State how many lines of the material below contain the string "field". Reply with the number alone.

▸ **Exercise material**
╔══

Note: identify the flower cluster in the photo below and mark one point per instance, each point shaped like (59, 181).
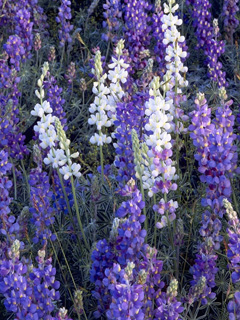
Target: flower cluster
(112, 15)
(230, 9)
(129, 116)
(15, 49)
(207, 35)
(64, 15)
(54, 97)
(169, 307)
(137, 31)
(160, 172)
(233, 242)
(49, 137)
(158, 36)
(104, 105)
(175, 51)
(71, 73)
(24, 30)
(6, 220)
(29, 292)
(217, 156)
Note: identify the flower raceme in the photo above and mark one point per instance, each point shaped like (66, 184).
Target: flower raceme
(52, 135)
(105, 102)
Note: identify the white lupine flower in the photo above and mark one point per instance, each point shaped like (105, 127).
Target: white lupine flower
(100, 139)
(103, 109)
(49, 137)
(54, 157)
(66, 172)
(38, 110)
(75, 167)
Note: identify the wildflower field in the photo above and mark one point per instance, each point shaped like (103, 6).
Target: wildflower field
(119, 166)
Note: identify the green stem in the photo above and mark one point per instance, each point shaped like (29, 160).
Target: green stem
(78, 214)
(62, 57)
(26, 177)
(14, 180)
(101, 160)
(234, 197)
(155, 222)
(68, 205)
(144, 208)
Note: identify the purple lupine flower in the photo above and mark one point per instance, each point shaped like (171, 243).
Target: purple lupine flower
(234, 307)
(64, 15)
(62, 315)
(205, 263)
(169, 308)
(102, 257)
(54, 93)
(233, 242)
(207, 39)
(229, 11)
(112, 16)
(127, 296)
(71, 73)
(6, 220)
(24, 30)
(58, 195)
(52, 54)
(44, 286)
(217, 158)
(41, 210)
(158, 36)
(14, 284)
(30, 293)
(11, 137)
(129, 115)
(37, 42)
(16, 51)
(137, 31)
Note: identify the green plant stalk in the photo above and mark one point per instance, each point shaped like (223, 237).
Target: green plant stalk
(234, 197)
(78, 214)
(68, 205)
(190, 232)
(61, 61)
(34, 81)
(144, 208)
(155, 222)
(101, 161)
(26, 178)
(14, 180)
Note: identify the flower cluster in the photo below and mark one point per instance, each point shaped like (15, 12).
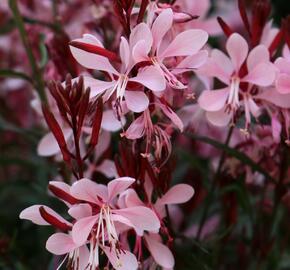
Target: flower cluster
(135, 95)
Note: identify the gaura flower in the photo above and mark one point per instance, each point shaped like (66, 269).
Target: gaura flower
(101, 229)
(149, 76)
(151, 45)
(246, 84)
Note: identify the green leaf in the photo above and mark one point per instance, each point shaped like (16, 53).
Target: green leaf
(235, 153)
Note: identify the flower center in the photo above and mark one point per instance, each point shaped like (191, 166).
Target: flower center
(105, 233)
(170, 78)
(233, 99)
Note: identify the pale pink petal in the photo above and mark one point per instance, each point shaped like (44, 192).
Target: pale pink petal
(87, 190)
(223, 62)
(237, 48)
(61, 185)
(119, 185)
(191, 62)
(132, 198)
(160, 253)
(276, 128)
(90, 39)
(260, 54)
(186, 43)
(84, 255)
(283, 83)
(140, 51)
(151, 78)
(274, 97)
(125, 260)
(107, 168)
(97, 86)
(110, 122)
(125, 53)
(136, 129)
(139, 33)
(180, 193)
(161, 26)
(172, 116)
(141, 217)
(60, 244)
(136, 101)
(32, 213)
(219, 118)
(253, 107)
(81, 210)
(48, 145)
(82, 229)
(263, 75)
(283, 65)
(213, 100)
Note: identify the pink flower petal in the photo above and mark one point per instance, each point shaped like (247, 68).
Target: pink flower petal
(151, 78)
(107, 168)
(283, 65)
(213, 100)
(237, 48)
(191, 62)
(60, 244)
(141, 33)
(123, 261)
(160, 253)
(283, 83)
(219, 118)
(119, 185)
(32, 213)
(219, 66)
(110, 122)
(180, 193)
(87, 190)
(136, 101)
(161, 26)
(82, 229)
(48, 145)
(97, 86)
(263, 75)
(141, 217)
(274, 97)
(186, 43)
(81, 210)
(172, 116)
(125, 52)
(260, 54)
(136, 129)
(132, 198)
(140, 51)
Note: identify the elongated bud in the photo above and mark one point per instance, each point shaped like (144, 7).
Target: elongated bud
(94, 49)
(57, 132)
(53, 220)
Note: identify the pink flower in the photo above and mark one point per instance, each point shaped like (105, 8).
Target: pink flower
(156, 135)
(151, 45)
(98, 221)
(178, 194)
(244, 84)
(149, 76)
(101, 228)
(283, 78)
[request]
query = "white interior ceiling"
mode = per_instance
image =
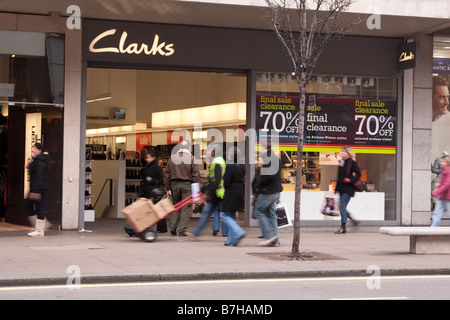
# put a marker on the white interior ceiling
(209, 14)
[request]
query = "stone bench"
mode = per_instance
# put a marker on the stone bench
(423, 240)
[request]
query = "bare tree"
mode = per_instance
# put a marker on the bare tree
(304, 31)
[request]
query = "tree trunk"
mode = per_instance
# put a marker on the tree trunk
(295, 252)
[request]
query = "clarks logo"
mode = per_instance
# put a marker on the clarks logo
(162, 48)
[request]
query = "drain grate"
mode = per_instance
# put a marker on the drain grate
(305, 256)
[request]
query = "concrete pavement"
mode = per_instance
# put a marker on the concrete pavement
(107, 254)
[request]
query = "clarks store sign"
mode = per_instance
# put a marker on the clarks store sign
(155, 47)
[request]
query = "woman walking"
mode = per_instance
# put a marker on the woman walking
(348, 173)
(442, 193)
(153, 183)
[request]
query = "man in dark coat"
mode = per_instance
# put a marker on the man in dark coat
(269, 188)
(233, 200)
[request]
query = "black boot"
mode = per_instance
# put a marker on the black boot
(342, 229)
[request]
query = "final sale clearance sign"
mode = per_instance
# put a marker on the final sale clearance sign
(368, 126)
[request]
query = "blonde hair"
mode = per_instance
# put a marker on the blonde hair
(349, 150)
(446, 159)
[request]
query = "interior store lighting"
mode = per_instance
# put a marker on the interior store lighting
(228, 113)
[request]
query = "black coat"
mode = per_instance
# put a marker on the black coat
(355, 174)
(233, 181)
(270, 183)
(38, 174)
(153, 178)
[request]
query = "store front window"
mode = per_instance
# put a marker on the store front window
(31, 108)
(360, 112)
(131, 111)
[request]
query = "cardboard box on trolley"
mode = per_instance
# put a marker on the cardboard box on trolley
(143, 213)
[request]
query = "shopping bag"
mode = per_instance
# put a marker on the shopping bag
(283, 217)
(330, 206)
(163, 208)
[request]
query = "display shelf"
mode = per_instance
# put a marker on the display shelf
(89, 212)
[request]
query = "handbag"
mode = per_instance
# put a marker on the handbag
(34, 196)
(358, 185)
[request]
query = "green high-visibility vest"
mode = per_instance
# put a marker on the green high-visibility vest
(220, 191)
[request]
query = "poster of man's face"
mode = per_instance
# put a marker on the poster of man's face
(440, 97)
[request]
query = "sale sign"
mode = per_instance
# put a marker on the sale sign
(369, 126)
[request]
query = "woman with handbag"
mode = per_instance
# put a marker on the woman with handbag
(348, 174)
(153, 183)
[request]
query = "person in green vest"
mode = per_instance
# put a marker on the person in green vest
(213, 189)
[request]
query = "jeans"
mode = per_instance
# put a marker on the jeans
(441, 205)
(235, 233)
(208, 210)
(344, 199)
(265, 211)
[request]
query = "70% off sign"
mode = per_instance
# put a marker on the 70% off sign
(280, 121)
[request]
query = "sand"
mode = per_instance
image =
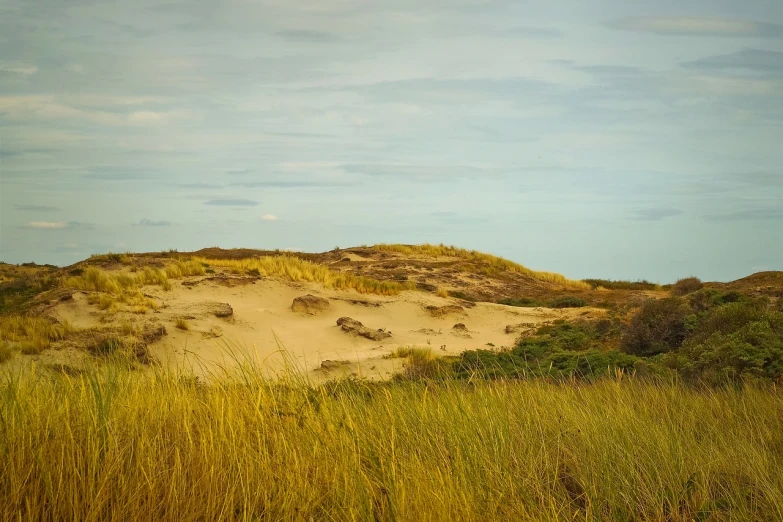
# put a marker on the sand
(264, 327)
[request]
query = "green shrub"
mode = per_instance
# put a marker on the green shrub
(659, 326)
(686, 286)
(729, 318)
(703, 300)
(754, 351)
(568, 301)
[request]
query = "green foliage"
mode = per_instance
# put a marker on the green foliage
(658, 327)
(703, 300)
(753, 351)
(686, 286)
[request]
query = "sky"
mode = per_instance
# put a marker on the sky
(620, 139)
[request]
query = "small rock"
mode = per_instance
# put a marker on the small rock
(353, 326)
(222, 310)
(333, 365)
(310, 304)
(443, 311)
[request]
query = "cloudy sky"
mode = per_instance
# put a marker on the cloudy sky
(604, 138)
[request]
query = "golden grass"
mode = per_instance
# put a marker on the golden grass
(112, 444)
(490, 263)
(296, 269)
(33, 334)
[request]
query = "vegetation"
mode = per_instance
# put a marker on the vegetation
(488, 260)
(686, 286)
(658, 327)
(622, 285)
(296, 269)
(108, 443)
(31, 335)
(566, 301)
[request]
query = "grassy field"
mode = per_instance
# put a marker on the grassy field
(114, 444)
(486, 260)
(296, 269)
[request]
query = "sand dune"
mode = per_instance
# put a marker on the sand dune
(264, 326)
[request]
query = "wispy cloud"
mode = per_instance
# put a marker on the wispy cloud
(56, 225)
(751, 214)
(231, 203)
(150, 223)
(36, 208)
(302, 35)
(696, 26)
(655, 214)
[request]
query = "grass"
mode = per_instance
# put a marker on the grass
(113, 444)
(489, 262)
(622, 285)
(34, 334)
(6, 352)
(295, 269)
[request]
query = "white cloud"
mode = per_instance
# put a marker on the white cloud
(20, 69)
(691, 25)
(47, 224)
(147, 117)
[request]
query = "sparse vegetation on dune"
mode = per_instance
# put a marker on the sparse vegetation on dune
(106, 443)
(296, 269)
(31, 335)
(487, 260)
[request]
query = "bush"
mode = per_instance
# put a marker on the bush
(754, 351)
(703, 300)
(729, 318)
(568, 301)
(658, 327)
(686, 286)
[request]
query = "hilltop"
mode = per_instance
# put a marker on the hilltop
(191, 308)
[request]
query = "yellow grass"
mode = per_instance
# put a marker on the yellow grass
(31, 334)
(296, 269)
(489, 261)
(118, 445)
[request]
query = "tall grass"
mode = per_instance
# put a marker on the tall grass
(488, 260)
(31, 334)
(296, 269)
(111, 444)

╚══

▸ **Response below**
4